▸ Problem requirements
Show each line in the listing below that contains the word "dark", copying every such line in full.

▸ Data to use

● ● ● ● ●

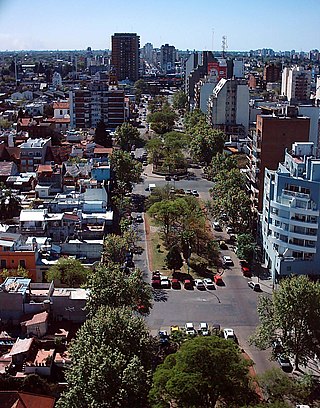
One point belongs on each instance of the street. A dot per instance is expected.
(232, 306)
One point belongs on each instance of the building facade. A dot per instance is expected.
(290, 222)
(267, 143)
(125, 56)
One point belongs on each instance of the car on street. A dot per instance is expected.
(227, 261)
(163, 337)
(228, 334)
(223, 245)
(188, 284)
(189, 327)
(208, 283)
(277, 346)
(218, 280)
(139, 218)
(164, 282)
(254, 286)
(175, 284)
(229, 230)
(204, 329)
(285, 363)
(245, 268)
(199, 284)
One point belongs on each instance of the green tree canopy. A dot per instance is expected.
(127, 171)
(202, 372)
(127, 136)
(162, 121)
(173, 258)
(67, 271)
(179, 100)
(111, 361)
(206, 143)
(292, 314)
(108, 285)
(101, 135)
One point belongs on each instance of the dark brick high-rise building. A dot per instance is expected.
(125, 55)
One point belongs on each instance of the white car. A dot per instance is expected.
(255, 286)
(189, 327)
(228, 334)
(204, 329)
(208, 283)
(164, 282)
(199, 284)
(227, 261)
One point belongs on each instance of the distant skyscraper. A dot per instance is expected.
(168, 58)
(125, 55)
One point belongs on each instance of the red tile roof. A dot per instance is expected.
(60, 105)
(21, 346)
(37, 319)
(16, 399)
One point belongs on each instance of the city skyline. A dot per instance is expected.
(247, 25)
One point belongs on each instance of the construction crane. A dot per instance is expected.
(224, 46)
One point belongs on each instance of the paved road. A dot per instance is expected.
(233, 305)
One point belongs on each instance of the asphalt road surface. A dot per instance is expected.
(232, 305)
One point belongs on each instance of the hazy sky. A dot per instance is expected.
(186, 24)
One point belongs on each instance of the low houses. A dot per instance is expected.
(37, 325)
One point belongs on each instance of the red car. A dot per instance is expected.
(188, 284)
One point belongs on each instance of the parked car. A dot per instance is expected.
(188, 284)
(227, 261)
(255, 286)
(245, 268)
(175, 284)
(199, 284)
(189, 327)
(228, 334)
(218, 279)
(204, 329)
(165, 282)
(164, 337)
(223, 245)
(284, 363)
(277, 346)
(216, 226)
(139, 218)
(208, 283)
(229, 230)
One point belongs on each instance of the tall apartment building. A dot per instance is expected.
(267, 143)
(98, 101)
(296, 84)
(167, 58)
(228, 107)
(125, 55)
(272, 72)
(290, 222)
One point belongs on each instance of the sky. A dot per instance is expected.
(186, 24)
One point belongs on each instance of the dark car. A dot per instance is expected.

● ● ● ● ●

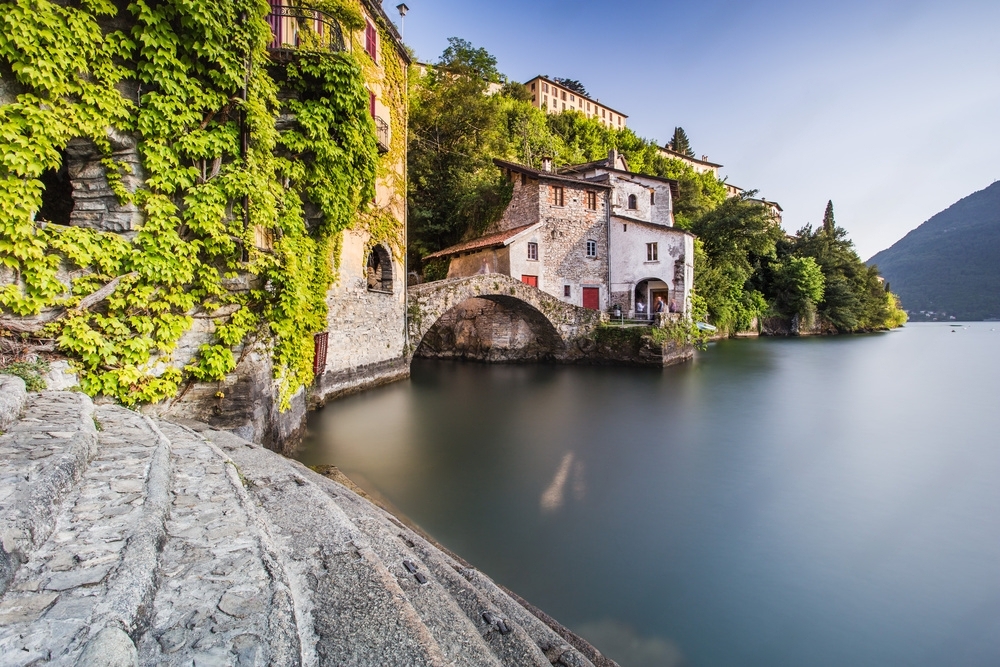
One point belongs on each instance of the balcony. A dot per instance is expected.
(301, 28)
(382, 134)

● ● ● ● ●

▸ The completed task
One point belongs on each instance of the dark brick high-rise building. A dot per instance is expected.
One point belongs on each instance of the dark car. A dot per instance is expected.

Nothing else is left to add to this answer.